Do this - Reproduce the lines from the one containing "BATCH JOB #417 — Object class: girl's nose" through the end of the lines, changing "snug" to "tight" wherever it occurs and leaving everything else unchanged.

Exercise material -
•••

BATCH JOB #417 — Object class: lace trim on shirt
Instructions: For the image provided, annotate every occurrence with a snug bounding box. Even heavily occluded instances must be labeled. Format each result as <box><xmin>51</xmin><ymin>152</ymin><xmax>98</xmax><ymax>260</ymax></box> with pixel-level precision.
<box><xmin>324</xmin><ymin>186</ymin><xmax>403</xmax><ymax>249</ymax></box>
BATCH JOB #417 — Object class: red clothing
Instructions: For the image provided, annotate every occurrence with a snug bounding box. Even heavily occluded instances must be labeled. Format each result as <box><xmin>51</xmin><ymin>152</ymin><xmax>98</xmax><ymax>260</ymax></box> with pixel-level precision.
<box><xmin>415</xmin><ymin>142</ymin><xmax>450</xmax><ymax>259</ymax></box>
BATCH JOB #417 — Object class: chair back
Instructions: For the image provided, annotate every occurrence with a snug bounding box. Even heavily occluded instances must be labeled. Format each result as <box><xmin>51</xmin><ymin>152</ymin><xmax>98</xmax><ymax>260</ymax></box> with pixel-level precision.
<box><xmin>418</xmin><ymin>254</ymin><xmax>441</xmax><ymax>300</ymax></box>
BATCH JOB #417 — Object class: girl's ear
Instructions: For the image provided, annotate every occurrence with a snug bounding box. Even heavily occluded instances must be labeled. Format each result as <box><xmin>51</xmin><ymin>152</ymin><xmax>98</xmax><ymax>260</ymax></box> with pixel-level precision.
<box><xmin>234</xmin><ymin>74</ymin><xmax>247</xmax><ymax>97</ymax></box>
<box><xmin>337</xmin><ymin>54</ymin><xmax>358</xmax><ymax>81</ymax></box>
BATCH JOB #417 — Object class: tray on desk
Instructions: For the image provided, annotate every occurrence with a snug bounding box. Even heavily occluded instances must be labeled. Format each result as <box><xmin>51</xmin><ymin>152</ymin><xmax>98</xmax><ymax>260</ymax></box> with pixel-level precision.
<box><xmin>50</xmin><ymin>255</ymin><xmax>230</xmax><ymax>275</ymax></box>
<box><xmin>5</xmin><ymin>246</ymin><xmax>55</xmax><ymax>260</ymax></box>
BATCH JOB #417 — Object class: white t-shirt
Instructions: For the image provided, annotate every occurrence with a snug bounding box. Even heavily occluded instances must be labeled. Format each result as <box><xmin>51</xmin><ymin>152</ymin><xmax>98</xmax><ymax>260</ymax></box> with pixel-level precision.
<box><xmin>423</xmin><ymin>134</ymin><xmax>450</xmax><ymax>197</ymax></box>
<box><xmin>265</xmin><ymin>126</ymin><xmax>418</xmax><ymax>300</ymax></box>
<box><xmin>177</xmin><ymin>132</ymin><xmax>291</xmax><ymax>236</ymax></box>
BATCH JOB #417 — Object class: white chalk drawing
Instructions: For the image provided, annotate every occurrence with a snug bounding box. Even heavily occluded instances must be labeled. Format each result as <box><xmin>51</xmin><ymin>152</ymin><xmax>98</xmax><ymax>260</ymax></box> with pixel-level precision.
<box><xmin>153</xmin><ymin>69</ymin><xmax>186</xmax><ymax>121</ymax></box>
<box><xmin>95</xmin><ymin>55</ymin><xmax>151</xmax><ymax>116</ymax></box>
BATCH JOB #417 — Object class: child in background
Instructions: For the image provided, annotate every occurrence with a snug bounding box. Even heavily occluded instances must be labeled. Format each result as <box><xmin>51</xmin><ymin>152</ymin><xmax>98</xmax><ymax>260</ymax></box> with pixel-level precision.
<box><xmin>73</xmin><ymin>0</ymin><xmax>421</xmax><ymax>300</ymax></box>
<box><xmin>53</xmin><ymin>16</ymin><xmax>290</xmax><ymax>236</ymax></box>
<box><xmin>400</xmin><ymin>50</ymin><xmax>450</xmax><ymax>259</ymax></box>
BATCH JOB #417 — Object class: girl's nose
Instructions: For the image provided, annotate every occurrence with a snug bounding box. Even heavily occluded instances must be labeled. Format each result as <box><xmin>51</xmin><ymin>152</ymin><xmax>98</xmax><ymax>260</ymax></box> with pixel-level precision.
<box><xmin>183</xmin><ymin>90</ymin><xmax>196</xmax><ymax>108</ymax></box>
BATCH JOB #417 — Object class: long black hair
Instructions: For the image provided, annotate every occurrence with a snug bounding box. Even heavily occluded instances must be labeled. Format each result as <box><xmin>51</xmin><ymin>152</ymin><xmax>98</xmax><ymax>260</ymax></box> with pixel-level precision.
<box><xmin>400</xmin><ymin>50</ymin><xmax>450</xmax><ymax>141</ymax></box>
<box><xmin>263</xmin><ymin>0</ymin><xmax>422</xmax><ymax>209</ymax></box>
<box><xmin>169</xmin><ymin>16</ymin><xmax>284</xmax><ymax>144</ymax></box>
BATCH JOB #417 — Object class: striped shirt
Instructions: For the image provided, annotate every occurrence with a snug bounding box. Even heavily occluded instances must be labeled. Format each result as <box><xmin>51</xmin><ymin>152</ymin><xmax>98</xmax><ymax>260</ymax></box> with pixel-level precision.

•••

Output of the task -
BATCH JOB #417 — Object class: girl's nose
Instructions: For the image provided, annotate every occurrence with a tight bounding box. Even heavily occluded instances must be labeled. Format each result as <box><xmin>51</xmin><ymin>152</ymin><xmax>98</xmax><ymax>260</ymax></box> with pixel-level precision.
<box><xmin>183</xmin><ymin>90</ymin><xmax>196</xmax><ymax>108</ymax></box>
BATCH JOB #417 — Object class: long black hair
Instructions: For the image provided, annotate every occurrence with a tight bounding box. Even heavily occluded instances must be labeled. Format each result as <box><xmin>51</xmin><ymin>152</ymin><xmax>98</xmax><ymax>260</ymax></box> with pixel-level precision.
<box><xmin>400</xmin><ymin>50</ymin><xmax>450</xmax><ymax>141</ymax></box>
<box><xmin>263</xmin><ymin>0</ymin><xmax>422</xmax><ymax>209</ymax></box>
<box><xmin>169</xmin><ymin>16</ymin><xmax>284</xmax><ymax>144</ymax></box>
BATCH JOB #417 — Object class: striped shirt
Instructions: For the image provided, annotate every occurrence with a tight bounding box. Even heavily occluded instances must be labeled. Format each result as <box><xmin>51</xmin><ymin>152</ymin><xmax>98</xmax><ymax>260</ymax></box> with pixel-level precision.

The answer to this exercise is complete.